* _What you are asked to do_
Your response should be the lines from the one containing "Need: x and y for each instance of the yellow" through the end of the material, copied exactly and with nothing added.

[Source data Boundary: Start]

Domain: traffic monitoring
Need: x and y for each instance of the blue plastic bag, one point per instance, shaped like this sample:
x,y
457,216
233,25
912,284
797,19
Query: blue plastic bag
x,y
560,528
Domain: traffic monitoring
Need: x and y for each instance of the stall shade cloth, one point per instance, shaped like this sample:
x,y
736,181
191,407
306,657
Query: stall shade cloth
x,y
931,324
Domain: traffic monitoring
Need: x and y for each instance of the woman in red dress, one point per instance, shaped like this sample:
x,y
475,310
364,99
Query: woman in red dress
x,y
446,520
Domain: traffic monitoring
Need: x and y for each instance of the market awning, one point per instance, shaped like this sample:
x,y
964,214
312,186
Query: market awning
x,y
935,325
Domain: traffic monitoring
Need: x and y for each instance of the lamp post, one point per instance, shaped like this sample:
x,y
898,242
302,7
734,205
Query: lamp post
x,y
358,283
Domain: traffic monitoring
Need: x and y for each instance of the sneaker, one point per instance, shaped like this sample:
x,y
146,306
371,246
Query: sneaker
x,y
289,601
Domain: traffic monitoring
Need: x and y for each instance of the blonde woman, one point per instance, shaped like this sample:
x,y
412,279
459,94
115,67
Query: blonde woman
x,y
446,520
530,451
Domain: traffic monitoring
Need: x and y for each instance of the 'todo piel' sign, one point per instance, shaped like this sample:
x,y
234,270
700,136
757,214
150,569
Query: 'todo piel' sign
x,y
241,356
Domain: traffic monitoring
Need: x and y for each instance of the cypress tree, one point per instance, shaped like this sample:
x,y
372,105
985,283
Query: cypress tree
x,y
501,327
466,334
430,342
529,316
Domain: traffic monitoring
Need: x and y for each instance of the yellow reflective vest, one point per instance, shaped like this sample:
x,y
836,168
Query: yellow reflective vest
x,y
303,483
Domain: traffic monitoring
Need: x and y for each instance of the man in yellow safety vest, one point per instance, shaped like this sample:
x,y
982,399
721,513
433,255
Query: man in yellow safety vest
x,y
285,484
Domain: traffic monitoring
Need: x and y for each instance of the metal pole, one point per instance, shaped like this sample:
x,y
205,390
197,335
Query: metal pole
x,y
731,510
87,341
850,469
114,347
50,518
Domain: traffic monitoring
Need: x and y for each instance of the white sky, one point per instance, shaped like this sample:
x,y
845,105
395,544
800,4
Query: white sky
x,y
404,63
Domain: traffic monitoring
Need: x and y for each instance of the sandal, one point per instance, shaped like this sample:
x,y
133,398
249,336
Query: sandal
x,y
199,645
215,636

[Source data Boundary: End]

* _Exercise result_
Need: x and y for each instance of the yellow reflective vest, one point per instance, shaped like this sample:
x,y
836,168
Query: yellow reflective vest
x,y
303,483
Domain: traffic monitoring
Need: x and y for each instance of the man in yellow safety vest, one point per instance, shaped like this sample:
x,y
982,399
721,513
433,255
Query: man in yellow safety vest
x,y
285,484
Domain: traffic monitoring
Need: x and y for each instance of the metal pole, one point per instance, shaped like this sample:
x,y
205,390
197,335
Query: metal pole
x,y
731,510
87,341
850,469
114,347
50,518
Domain: traffic monitoring
Need: x and y for each instance of the white sky, one point per instance, shaped like this sample:
x,y
845,105
395,544
800,4
Query: white sky
x,y
404,63
Domain: traffic monitoring
Need: x and y for each instance of the sandal, one point per instance, shaped like this sample:
x,y
133,398
249,336
Query: sandal
x,y
199,645
215,636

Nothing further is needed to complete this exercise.